> Directive: Reproduce the entire listing word for word.

> Stored data:
--- Start ---
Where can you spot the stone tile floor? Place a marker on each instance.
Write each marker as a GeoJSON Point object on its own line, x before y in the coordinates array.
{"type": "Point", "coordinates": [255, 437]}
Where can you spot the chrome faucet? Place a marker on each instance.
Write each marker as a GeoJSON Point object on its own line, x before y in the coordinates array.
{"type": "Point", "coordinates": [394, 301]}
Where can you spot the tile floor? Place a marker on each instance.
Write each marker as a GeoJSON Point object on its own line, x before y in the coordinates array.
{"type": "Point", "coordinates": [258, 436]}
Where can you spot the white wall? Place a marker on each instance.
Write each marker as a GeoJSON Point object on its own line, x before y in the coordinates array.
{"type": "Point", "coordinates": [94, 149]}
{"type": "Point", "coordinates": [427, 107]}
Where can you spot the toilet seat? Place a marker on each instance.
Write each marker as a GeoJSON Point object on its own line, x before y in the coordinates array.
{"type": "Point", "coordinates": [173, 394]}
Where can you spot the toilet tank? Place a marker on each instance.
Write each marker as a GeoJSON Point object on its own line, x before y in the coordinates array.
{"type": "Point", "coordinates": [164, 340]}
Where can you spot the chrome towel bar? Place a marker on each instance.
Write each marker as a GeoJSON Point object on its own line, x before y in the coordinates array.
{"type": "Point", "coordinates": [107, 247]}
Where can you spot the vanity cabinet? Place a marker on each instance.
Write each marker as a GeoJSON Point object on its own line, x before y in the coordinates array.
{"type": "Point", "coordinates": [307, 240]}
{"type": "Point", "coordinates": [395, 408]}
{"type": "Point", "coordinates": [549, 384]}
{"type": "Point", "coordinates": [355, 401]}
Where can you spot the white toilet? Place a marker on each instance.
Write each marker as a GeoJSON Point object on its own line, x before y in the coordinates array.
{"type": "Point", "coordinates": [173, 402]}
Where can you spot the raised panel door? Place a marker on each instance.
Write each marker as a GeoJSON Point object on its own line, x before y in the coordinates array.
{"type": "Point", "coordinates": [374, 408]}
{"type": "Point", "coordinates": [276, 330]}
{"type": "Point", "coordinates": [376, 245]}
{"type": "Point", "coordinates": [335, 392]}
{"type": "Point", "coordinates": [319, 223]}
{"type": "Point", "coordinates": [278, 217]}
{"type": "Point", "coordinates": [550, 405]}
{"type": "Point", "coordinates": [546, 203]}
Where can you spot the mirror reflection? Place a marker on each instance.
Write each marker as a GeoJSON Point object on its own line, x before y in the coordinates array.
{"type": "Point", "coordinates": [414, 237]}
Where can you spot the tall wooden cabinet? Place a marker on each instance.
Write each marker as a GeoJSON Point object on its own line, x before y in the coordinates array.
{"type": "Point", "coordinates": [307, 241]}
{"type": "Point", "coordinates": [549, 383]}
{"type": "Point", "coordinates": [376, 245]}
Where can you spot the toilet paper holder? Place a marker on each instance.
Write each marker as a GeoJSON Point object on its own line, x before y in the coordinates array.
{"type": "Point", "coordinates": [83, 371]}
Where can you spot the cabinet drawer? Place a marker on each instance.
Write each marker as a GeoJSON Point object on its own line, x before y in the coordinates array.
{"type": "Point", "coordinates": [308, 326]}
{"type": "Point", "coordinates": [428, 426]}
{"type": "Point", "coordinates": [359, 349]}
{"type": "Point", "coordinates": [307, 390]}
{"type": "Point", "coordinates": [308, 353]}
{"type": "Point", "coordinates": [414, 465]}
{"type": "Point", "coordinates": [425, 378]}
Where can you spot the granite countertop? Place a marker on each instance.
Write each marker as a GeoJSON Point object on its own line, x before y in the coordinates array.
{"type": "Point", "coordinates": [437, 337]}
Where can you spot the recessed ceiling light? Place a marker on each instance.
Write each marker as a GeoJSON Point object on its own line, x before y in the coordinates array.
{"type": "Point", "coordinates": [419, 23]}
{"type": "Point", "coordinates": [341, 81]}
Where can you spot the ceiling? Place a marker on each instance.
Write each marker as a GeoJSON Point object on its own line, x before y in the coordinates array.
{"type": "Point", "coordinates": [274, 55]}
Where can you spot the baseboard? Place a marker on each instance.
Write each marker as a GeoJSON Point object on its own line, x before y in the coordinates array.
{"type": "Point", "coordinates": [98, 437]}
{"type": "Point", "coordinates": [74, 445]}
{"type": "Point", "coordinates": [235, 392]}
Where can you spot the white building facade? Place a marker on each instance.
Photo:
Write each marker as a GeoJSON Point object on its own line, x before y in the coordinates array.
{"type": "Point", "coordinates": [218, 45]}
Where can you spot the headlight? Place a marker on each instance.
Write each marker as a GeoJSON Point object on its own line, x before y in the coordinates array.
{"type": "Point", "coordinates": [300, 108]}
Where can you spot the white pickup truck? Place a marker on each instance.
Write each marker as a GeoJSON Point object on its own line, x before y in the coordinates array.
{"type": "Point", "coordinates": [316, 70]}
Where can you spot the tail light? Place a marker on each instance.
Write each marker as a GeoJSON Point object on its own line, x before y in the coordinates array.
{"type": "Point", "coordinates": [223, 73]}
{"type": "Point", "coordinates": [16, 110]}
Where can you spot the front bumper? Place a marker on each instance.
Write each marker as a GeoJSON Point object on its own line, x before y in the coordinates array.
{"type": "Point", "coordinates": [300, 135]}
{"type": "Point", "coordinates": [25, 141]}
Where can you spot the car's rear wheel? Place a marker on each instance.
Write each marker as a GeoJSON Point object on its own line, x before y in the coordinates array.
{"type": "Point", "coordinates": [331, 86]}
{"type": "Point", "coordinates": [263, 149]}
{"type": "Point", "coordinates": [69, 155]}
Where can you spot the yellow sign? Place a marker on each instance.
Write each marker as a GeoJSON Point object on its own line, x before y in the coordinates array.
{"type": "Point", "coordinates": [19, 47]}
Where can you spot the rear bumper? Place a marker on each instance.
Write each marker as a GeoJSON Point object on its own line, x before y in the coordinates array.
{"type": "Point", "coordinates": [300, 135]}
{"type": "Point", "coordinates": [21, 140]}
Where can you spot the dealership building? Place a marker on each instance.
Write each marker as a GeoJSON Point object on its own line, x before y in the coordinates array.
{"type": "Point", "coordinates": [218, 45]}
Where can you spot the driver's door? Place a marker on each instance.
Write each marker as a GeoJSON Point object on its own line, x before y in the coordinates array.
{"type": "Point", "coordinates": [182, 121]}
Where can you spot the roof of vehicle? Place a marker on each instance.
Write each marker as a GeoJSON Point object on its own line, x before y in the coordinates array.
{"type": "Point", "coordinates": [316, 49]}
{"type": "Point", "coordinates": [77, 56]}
--- End ---
> Answer to the exercise:
Where can you spot the stone tile floor? Place a marker on each instance.
Write each marker as a GeoJSON Point object on its own line, x before y in the coordinates array.
{"type": "Point", "coordinates": [255, 437]}
Where can you spot the chrome faucet? Place a marker on each instance.
Write each marker as a GeoJSON Point object on its own line, x before y in the coordinates array.
{"type": "Point", "coordinates": [394, 301]}
Where can you spot the tile floor? Place a marker on each instance.
Write each marker as a GeoJSON Point object on its own line, x before y in the coordinates array.
{"type": "Point", "coordinates": [258, 436]}
Where can you spot the white wall? Place a marker on each instance.
Write each marker as a GeoJSON Point object on its own line, x before y in the coordinates array.
{"type": "Point", "coordinates": [94, 149]}
{"type": "Point", "coordinates": [427, 107]}
Where can you spot the toilet seat? Place a marker on each instance.
Write each marker as a GeoJSON Point object on its own line, x before y in the coordinates array.
{"type": "Point", "coordinates": [173, 394]}
Where can you spot the toilet tank? Place a marker on each instance.
Write each marker as a GeoJSON Point object on its own line, x before y in the coordinates array.
{"type": "Point", "coordinates": [164, 340]}
Where can you spot the chrome towel bar? Place a marker on each instance.
Write each marker as a GeoJSON Point object on its own line, x before y in the coordinates array.
{"type": "Point", "coordinates": [107, 247]}
Where can you spot the vanity cabinet? Place a marker on each instance.
Write each marker as a GeoJSON Point object on its own line, x before y in the coordinates array.
{"type": "Point", "coordinates": [307, 240]}
{"type": "Point", "coordinates": [395, 408]}
{"type": "Point", "coordinates": [549, 384]}
{"type": "Point", "coordinates": [355, 401]}
Where can you spot the white toilet? Place a marker on each instance.
Write each marker as a GeoJSON Point object on its own line, x before y in the coordinates array.
{"type": "Point", "coordinates": [173, 402]}
Where can you spot the raised panel door? Place a marker on each instance.
Write each marker as a GeoJSON Point object on its own line, x before y in the coordinates array.
{"type": "Point", "coordinates": [374, 408]}
{"type": "Point", "coordinates": [276, 330]}
{"type": "Point", "coordinates": [376, 245]}
{"type": "Point", "coordinates": [335, 392]}
{"type": "Point", "coordinates": [319, 223]}
{"type": "Point", "coordinates": [278, 217]}
{"type": "Point", "coordinates": [550, 405]}
{"type": "Point", "coordinates": [546, 203]}
Where can you spot the mirror reflection? Place a marker on each instance.
Write each marker as a GeoJSON Point object on its own line, x before y in the coordinates array.
{"type": "Point", "coordinates": [414, 237]}
Where can you spot the tall wooden cabinet? Place a marker on each instance.
Write each marker as a GeoJSON Point object on its own line, x before y in the coordinates array.
{"type": "Point", "coordinates": [307, 241]}
{"type": "Point", "coordinates": [549, 383]}
{"type": "Point", "coordinates": [376, 245]}
Where can you spot the toilet paper holder? Place a marker on each instance.
Write each marker as a GeoJSON Point object on its own line, x before y in the coordinates array.
{"type": "Point", "coordinates": [83, 371]}
Where can you spot the cabinet drawer? Place a marker on each instance.
Write each marker as a GeoJSON Point object on its own line, x before y in the coordinates array.
{"type": "Point", "coordinates": [308, 326]}
{"type": "Point", "coordinates": [428, 426]}
{"type": "Point", "coordinates": [359, 349]}
{"type": "Point", "coordinates": [307, 390]}
{"type": "Point", "coordinates": [308, 353]}
{"type": "Point", "coordinates": [414, 465]}
{"type": "Point", "coordinates": [425, 378]}
Where can you spot the granite countertop? Place a marker on each instance.
Write each marker as a GeoJSON Point object on its own line, x before y in the coordinates array.
{"type": "Point", "coordinates": [437, 337]}
Where can you spot the recessed ceiling light? Place a marker on each instance.
Write each marker as a GeoJSON Point object on its own line, x before y in the coordinates array.
{"type": "Point", "coordinates": [419, 23]}
{"type": "Point", "coordinates": [341, 81]}
Where can you spot the ceiling? Place a marker on each instance.
Write each marker as a GeoJSON Point object on its own line, x before y in the coordinates array.
{"type": "Point", "coordinates": [274, 55]}
Where can you spot the baseboard? Place a marker on each instance.
Write each marker as a GeoJSON Point object on its own line, x before y in the coordinates array.
{"type": "Point", "coordinates": [98, 437]}
{"type": "Point", "coordinates": [74, 445]}
{"type": "Point", "coordinates": [235, 392]}
Where can you spot the white building facade? Place a marker on each instance.
Photo:
Write each marker as a GeoJSON Point object on its own line, x before y in the coordinates array.
{"type": "Point", "coordinates": [218, 45]}
Where can you spot the headlight? Place a marker on each instance.
Write each marker as a GeoJSON Point object on its own line, x before y in the coordinates array.
{"type": "Point", "coordinates": [300, 108]}
Where can you spot the white pickup truck? Place a marker on each instance.
Write each marker as a GeoJSON Point object on its own line, x before y in the coordinates array.
{"type": "Point", "coordinates": [316, 70]}
Where can you spot the tail light? Place a marker on each instance.
Write each marker as a GeoJSON Point object on its own line, x before y in the coordinates array.
{"type": "Point", "coordinates": [223, 73]}
{"type": "Point", "coordinates": [16, 110]}
Where can you spot the front bumper? Place a marker on each instance.
Write each marker as a GeoJSON Point object on its own line, x before y in the coordinates array.
{"type": "Point", "coordinates": [300, 135]}
{"type": "Point", "coordinates": [25, 141]}
Where can you spot the car's rear wheel? Place a marker on each instance.
Write each marker as a GeoJSON Point object on its own line, x before y in the coordinates array.
{"type": "Point", "coordinates": [331, 86]}
{"type": "Point", "coordinates": [263, 149]}
{"type": "Point", "coordinates": [69, 155]}
Where can you spot the yellow sign? Place a marker on each instance.
Write each marker as a GeoJSON Point object on its own line, x before y in the coordinates array.
{"type": "Point", "coordinates": [19, 47]}
Where can you spot the rear bumper? Place a marker on each instance.
Write each marker as a GeoJSON Point object on its own line, x before y in the coordinates array.
{"type": "Point", "coordinates": [300, 135]}
{"type": "Point", "coordinates": [21, 140]}
Where can you spot the dealership building? Place a marker on each instance.
Write each marker as a GeoJSON Point object on its own line, x before y in the coordinates array.
{"type": "Point", "coordinates": [218, 45]}
Where can you spot the driver's door? Place a marker on each instance.
Write each marker as a GeoJSON Point object on its own line, x before y in the coordinates array.
{"type": "Point", "coordinates": [182, 121]}
Where can you spot the roof of vehicle? Place a marker on each instance.
Write each marker as a GeoJSON Point object on its own line, x before y in the coordinates array.
{"type": "Point", "coordinates": [316, 49]}
{"type": "Point", "coordinates": [77, 56]}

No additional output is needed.